- _Extracted entries_
•••••
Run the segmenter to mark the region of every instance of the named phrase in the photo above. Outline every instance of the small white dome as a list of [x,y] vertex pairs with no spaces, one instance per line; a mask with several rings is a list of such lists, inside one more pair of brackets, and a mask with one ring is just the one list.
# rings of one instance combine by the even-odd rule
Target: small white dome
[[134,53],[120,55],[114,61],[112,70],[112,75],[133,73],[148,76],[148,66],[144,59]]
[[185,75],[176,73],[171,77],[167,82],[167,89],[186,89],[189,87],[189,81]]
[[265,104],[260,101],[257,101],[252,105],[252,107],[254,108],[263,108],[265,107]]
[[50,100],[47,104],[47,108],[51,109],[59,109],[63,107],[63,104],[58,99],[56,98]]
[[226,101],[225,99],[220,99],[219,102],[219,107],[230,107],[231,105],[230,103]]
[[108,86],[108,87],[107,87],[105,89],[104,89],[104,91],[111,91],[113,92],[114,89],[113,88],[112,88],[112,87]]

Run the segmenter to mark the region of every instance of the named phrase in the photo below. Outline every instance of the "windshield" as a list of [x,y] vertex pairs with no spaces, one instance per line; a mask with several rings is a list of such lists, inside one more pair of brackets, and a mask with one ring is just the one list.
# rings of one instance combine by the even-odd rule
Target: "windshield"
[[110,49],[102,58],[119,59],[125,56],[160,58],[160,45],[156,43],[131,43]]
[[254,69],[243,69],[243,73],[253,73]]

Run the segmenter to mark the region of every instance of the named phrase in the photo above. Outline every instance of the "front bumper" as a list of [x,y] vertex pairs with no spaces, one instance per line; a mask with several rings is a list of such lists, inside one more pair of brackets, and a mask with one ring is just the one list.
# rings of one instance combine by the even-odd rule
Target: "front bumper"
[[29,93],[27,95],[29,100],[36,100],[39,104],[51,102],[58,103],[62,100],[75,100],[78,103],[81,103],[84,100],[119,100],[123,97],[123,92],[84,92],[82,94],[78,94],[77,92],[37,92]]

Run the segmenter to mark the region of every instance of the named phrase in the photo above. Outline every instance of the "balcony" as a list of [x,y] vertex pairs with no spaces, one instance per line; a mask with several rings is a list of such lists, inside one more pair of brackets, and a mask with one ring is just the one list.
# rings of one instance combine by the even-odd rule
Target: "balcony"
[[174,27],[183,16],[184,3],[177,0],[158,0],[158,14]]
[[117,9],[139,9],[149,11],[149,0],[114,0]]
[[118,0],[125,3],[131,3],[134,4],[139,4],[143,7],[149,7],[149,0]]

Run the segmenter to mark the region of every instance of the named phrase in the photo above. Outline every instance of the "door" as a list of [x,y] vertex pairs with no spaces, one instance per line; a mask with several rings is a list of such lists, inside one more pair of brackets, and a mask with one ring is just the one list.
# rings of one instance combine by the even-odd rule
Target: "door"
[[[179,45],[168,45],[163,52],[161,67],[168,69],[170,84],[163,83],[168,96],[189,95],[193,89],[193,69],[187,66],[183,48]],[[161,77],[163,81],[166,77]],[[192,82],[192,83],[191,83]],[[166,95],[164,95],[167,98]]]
•••••
- _The request_
Reproduce each of the records above verbatim, preserving every line, character, and line break in its original order.

- _Solution to the problem_
Run the segmenter to mark the region of every instance of the named phrase in the photo above. Outline every instance of the small white dome as a list of [x,y] vertex pairs with no spaces, one instance per line; a mask with several rings is a list of such lists, inside one more pair of brackets, and a mask with one ring is just the one list.
# rings of one instance combine by the even-odd rule
Target: small white dome
[[134,53],[120,55],[114,61],[112,70],[112,75],[133,73],[148,76],[148,66],[144,59]]
[[185,75],[176,73],[171,77],[167,82],[167,89],[186,89],[189,87],[189,81]]
[[265,104],[260,101],[257,101],[252,105],[252,107],[254,108],[263,108],[265,107]]
[[50,100],[47,104],[47,108],[51,109],[59,109],[63,107],[63,104],[58,99],[56,98]]
[[226,101],[225,99],[220,99],[219,102],[219,107],[230,107],[231,105],[230,103]]
[[108,86],[108,87],[107,87],[105,89],[104,89],[104,91],[111,91],[113,92],[114,89],[113,88],[112,88],[112,87]]

Run the segmenter to mark the region of every instance of the named phrase in the photo below. Outline every instance of the "windshield" as a list of [x,y] vertex pairs with no spaces, one instance per line; a mask with several rings is a list of such lists, inside one more pair of brackets, and a mask with one ring is just the one list.
# rings of one instance combine by the even-odd rule
Target: "windshield"
[[110,49],[102,58],[119,59],[125,56],[160,58],[160,45],[156,43],[131,43]]
[[254,69],[243,69],[243,73],[253,73]]

Run the segmenter to mark the region of every instance of the named phrase in the photo above. Outline every instance of the "front bumper" as a list of [x,y] vertex pairs with no spaces, one instance per line; a mask with several rings is a list of such lists, inside one more pair of brackets, and a mask with one ring is just the one list.
# rings of one instance combine by the even-odd rule
Target: "front bumper"
[[29,93],[27,95],[29,100],[36,100],[39,104],[51,102],[58,103],[62,100],[75,100],[78,103],[81,103],[84,100],[119,100],[123,97],[123,92],[84,92],[82,94],[78,94],[77,92],[37,92]]

Run the segmenter to mark the region of every instance of the named phrase in the photo above. Outline every instance of the "balcony" as a list of [x,y] vertex pairs with no spaces, one instance per line; a mask with several rings is a list of such lists, inside one more pair of brackets, and a mask with one ring is just the one list.
# rings of one instance combine by the even-odd rule
Target: "balcony"
[[174,27],[183,16],[184,3],[177,0],[158,0],[158,14]]
[[117,9],[139,9],[149,11],[149,0],[114,0]]
[[118,0],[125,3],[131,3],[134,4],[139,4],[143,7],[149,7],[149,0]]

Run the segmenter to mark the region of every instance of the named phrase in the photo above. Outline every instance of the "door" as a list of [x,y] vertex pairs with no spaces, one instance per line; a mask with several rings is a list of such lists, inside one more pair of brackets, and a mask with one ring is just the one list.
# rings of one instance combine by the even-odd rule
Target: "door"
[[[179,45],[168,45],[163,52],[161,67],[168,69],[170,84],[163,83],[168,96],[189,95],[193,89],[193,69],[187,66],[183,48]],[[161,77],[163,81],[166,77]],[[192,82],[192,83],[191,83]],[[166,95],[164,95],[167,98]]]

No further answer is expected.